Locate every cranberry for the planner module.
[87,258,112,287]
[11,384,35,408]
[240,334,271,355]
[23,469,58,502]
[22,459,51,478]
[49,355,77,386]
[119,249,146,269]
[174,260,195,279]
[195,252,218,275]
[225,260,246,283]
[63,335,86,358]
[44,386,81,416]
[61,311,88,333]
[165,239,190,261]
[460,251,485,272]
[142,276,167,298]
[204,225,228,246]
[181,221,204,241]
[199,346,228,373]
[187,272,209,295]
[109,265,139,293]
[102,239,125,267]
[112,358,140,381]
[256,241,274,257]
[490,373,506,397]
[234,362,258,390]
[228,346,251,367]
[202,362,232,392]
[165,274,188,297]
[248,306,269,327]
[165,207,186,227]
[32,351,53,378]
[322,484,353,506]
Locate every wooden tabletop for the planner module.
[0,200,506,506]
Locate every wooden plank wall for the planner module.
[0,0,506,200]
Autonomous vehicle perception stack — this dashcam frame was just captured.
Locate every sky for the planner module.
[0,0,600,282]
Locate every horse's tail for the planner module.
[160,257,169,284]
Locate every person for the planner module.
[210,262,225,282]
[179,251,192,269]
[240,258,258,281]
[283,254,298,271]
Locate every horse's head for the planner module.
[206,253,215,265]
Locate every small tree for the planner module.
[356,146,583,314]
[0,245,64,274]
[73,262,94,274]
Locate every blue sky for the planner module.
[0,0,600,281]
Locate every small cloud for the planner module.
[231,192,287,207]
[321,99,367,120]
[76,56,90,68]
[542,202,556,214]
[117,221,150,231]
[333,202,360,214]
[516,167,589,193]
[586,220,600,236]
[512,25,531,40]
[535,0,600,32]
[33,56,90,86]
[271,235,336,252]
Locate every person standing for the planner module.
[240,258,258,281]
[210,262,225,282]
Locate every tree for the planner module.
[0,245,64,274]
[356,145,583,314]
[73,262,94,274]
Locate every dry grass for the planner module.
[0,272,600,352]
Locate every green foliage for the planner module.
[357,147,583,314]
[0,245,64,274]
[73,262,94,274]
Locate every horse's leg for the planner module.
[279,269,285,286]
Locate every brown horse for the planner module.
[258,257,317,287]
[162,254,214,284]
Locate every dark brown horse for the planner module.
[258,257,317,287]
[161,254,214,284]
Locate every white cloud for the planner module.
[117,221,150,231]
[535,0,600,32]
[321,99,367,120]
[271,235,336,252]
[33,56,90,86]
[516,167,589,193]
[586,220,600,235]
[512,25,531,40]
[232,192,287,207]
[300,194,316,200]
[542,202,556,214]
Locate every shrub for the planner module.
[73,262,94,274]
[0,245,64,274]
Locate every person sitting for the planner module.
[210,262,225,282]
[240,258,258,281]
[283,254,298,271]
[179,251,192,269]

________________

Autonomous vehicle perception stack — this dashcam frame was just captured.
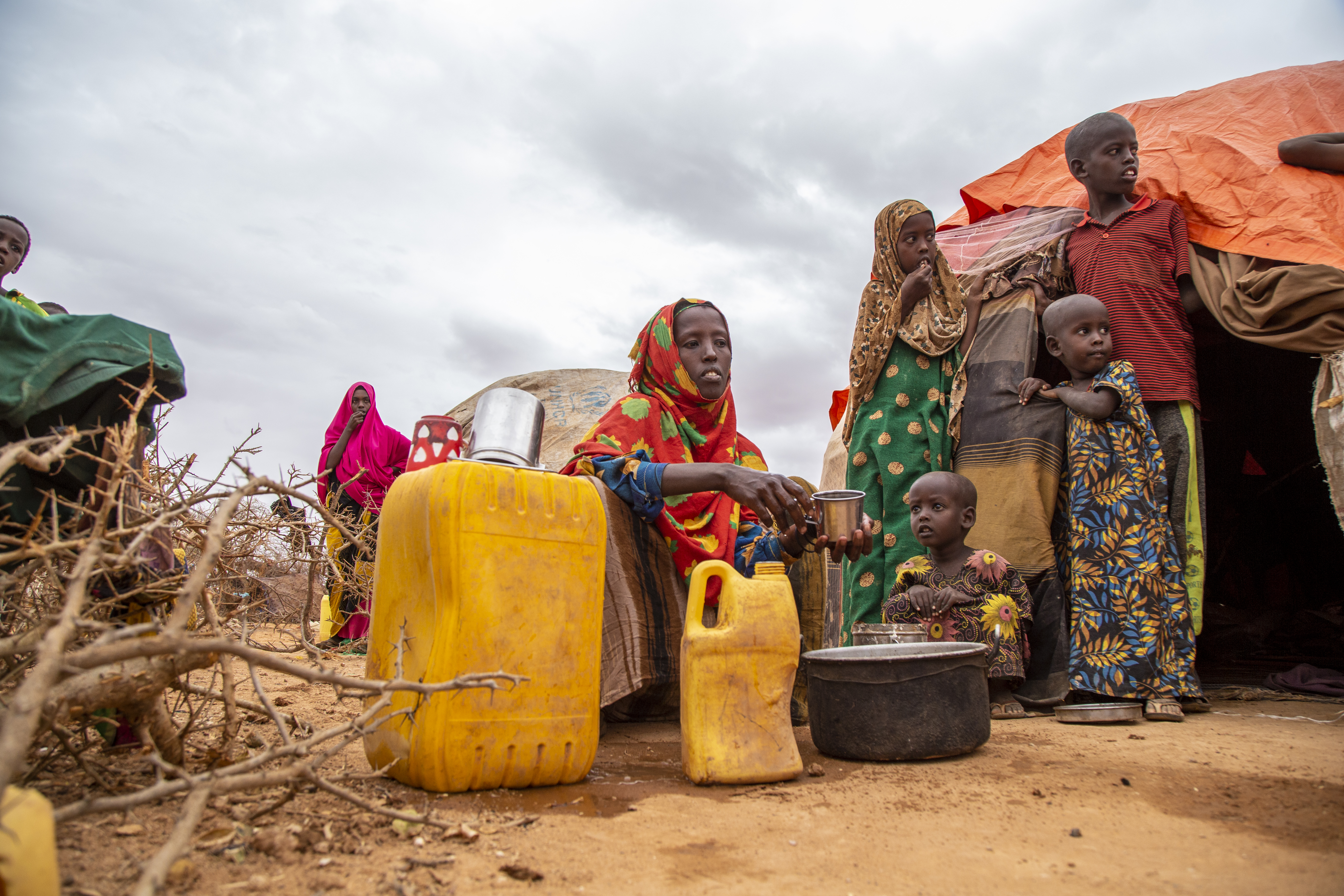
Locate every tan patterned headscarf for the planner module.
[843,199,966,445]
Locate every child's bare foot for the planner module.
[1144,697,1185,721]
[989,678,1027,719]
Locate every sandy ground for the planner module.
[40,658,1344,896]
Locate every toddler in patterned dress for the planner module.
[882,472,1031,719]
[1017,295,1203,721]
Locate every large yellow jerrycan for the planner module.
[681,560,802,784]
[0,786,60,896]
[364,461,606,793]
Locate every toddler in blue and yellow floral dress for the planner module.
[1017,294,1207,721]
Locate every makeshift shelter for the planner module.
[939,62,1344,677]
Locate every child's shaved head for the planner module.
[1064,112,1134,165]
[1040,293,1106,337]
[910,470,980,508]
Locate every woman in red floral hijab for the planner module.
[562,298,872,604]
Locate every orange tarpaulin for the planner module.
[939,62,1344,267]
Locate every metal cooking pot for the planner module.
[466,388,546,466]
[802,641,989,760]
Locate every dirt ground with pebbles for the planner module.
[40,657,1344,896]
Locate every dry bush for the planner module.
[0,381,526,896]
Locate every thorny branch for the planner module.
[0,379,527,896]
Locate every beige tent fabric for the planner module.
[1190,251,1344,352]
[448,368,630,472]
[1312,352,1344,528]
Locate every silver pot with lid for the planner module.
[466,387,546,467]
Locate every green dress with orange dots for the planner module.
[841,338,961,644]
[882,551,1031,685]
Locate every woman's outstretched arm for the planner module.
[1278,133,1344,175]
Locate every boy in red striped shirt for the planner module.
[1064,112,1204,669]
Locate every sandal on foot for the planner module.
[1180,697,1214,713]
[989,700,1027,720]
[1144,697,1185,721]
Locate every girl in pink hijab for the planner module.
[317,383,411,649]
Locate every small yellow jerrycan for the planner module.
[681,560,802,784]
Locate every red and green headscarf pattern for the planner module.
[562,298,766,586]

________________

_Directions for this task_: Count the lines in the records above that contain the word "tree" and give only that number.

_Full output_: 2